= Consigne =
Pouvez-vous recopier mot pour mot l'intégralité de l'extrait choisi ci-dessous, consacré aux Mooc ?

= Extrait choisi =
En principe gratuits et libres d’accès, les cours en ligne ouverts à tous ouvrent des perspectives infinies en matière de formation des professionnels de santé. Au point de concurrencer les enseignements traditionnels ?
Le cours commence, le professeur présente son sujet : l’annonce du diagnostic. Il en déroule les différentes étapes, précisant le rôle de l’infirmière à chacune d’elles. Les apprenants, attentifs, prennent des notes dans leur cahier, soulignant les passages sur lesquels ils voudront revenir plus tard, pour approfondir le sujet ou demander des éclaircissements. Tout à coup, on sonne à la porte. L’étudiante met son cours sur pause, va ouvrir, discute quelques minutes puis reprend le fil de la leçon, dont elle n’a pas raté une seconde. Car elle fréquente un nouveau type d’université, dont les bancs sont la chaise de la cuisine ou le canapé du salon et dont les professeurs se trouvent parfois à des milliers de kilomètres, sur un autre continent. Bienvenue dans l’ère des Mooc, ou Massive Open Online Courses, en français « cours en ligne ouverts à tous ». Un type d’enseignement apparu au Canada en 2008, composé de modules de niveau universitaire diffusés via Internet, en principe gratuit et libre d’accès, qui n’exige aucun prérequis de la part des participants. En quelques années, ces Mooc se sont multipliés dans le monde et en France, couvrant peu à peu tous les domaines de la connaissance. Y compris la santé : aujourd’hui, certains s’adressent spécifiquement aux professionnels du secteur (lire encadré p. 26).

= Ensemble d'entrées =
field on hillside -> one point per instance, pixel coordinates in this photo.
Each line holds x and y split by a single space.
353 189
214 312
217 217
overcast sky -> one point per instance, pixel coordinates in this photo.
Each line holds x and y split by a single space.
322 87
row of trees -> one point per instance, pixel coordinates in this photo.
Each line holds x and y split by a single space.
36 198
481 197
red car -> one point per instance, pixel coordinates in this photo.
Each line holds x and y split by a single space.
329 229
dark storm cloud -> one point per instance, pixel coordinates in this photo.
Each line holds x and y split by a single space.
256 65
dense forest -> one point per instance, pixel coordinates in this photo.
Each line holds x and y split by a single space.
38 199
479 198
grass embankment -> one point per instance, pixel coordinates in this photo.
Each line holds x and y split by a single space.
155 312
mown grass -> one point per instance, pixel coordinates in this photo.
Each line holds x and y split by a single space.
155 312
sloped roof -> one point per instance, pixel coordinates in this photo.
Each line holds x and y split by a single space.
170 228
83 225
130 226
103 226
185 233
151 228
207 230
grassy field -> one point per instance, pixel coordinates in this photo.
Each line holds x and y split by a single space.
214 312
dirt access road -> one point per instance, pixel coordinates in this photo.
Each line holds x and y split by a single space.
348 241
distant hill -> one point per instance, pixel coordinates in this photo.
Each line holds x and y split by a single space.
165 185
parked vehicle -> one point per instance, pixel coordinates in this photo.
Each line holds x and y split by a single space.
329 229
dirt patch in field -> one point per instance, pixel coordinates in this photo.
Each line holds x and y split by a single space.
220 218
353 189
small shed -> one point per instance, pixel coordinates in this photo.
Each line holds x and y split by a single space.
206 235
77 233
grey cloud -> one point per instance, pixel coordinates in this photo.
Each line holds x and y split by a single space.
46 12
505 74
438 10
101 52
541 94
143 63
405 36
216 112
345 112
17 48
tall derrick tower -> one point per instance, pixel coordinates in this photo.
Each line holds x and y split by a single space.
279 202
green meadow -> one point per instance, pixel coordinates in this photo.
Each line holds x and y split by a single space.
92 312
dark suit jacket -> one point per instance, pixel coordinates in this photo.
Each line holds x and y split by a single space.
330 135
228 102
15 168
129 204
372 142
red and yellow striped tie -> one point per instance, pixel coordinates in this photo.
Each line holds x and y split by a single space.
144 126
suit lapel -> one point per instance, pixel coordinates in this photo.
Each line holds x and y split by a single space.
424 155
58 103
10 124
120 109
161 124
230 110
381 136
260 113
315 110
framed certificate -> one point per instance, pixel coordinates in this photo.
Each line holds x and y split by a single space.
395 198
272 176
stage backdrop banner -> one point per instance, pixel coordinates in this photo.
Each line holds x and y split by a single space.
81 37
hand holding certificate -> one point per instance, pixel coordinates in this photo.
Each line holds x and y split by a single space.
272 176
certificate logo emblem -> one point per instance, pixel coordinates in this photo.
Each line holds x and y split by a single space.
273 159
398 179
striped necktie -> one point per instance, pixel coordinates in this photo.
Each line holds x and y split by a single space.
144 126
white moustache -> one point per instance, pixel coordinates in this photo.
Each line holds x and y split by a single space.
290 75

= Réponse attendue =
En principe gratuits et libres d’accès, les cours en ligne ouverts à tous ouvrent des perspectives infinies en matière de formation des professionnels de santé. Au point de concurrencer les enseignements traditionnels ?
Le cours commence, le professeur présente son sujet : l’annonce du diagnostic. Il en déroule les différentes étapes, précisant le rôle de l’infirmière à chacune d’elles. Les apprenants, attentifs, prennent des notes dans leur cahier, soulignant les passages sur lesquels ils voudront revenir plus tard, pour approfondir le sujet ou demander des éclaircissements. Tout à coup, on sonne à la porte. L’étudiante met son cours sur pause, va ouvrir, discute quelques minutes puis reprend le fil de la leçon, dont elle n’a pas raté une seconde. Car elle fréquente un nouveau type d’université, dont les bancs sont la chaise de la cuisine ou le canapé du salon et dont les professeurs se trouvent parfois à des milliers de kilomètres, sur un autre continent. Bienvenue dans l’ère des Mooc, ou Massive Open Online Courses, en français « cours en ligne ouverts à tous ». Un type d’enseignement apparu au Canada en 2008, composé de modules de niveau universitaire diffusés via Internet, en principe gratuit et libre d’accès, qui n’exige aucun prérequis de la part des participants. En quelques années, ces Mooc se sont multipliés dans le monde et en France, couvrant peu à peu tous les domaines de la connaissance. Y compris la santé : aujourd’hui, certains s’adressent spécifiquement aux professionnels du secteur (lire encadré p. 26).